━━━━━ GIVEN RECORDS ━━━━━

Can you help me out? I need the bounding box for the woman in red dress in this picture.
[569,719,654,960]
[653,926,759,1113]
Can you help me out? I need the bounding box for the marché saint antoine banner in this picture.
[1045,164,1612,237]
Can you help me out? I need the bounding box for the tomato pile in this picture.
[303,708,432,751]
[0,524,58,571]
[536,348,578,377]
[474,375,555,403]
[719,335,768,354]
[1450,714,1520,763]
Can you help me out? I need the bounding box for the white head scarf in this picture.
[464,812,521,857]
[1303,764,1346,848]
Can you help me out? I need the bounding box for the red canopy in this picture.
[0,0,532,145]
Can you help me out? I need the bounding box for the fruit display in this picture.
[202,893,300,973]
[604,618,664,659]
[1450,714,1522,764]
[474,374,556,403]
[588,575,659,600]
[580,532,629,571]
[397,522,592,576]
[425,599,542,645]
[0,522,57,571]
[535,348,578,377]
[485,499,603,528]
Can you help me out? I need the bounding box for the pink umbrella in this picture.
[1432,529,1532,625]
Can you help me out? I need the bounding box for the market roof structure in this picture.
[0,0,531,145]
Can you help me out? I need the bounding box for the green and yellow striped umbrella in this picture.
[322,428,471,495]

━━━━━

WORK ITEM: Look above for the line with "striped umbrella in this picture.", then copy it and each later line exactly, stopping at the last line of the records.

SOLUTION TO THIS PROBLEM:
Can you help me out? I need the bounding box for the green and yellow striped umbrella in this picture.
[322,428,471,495]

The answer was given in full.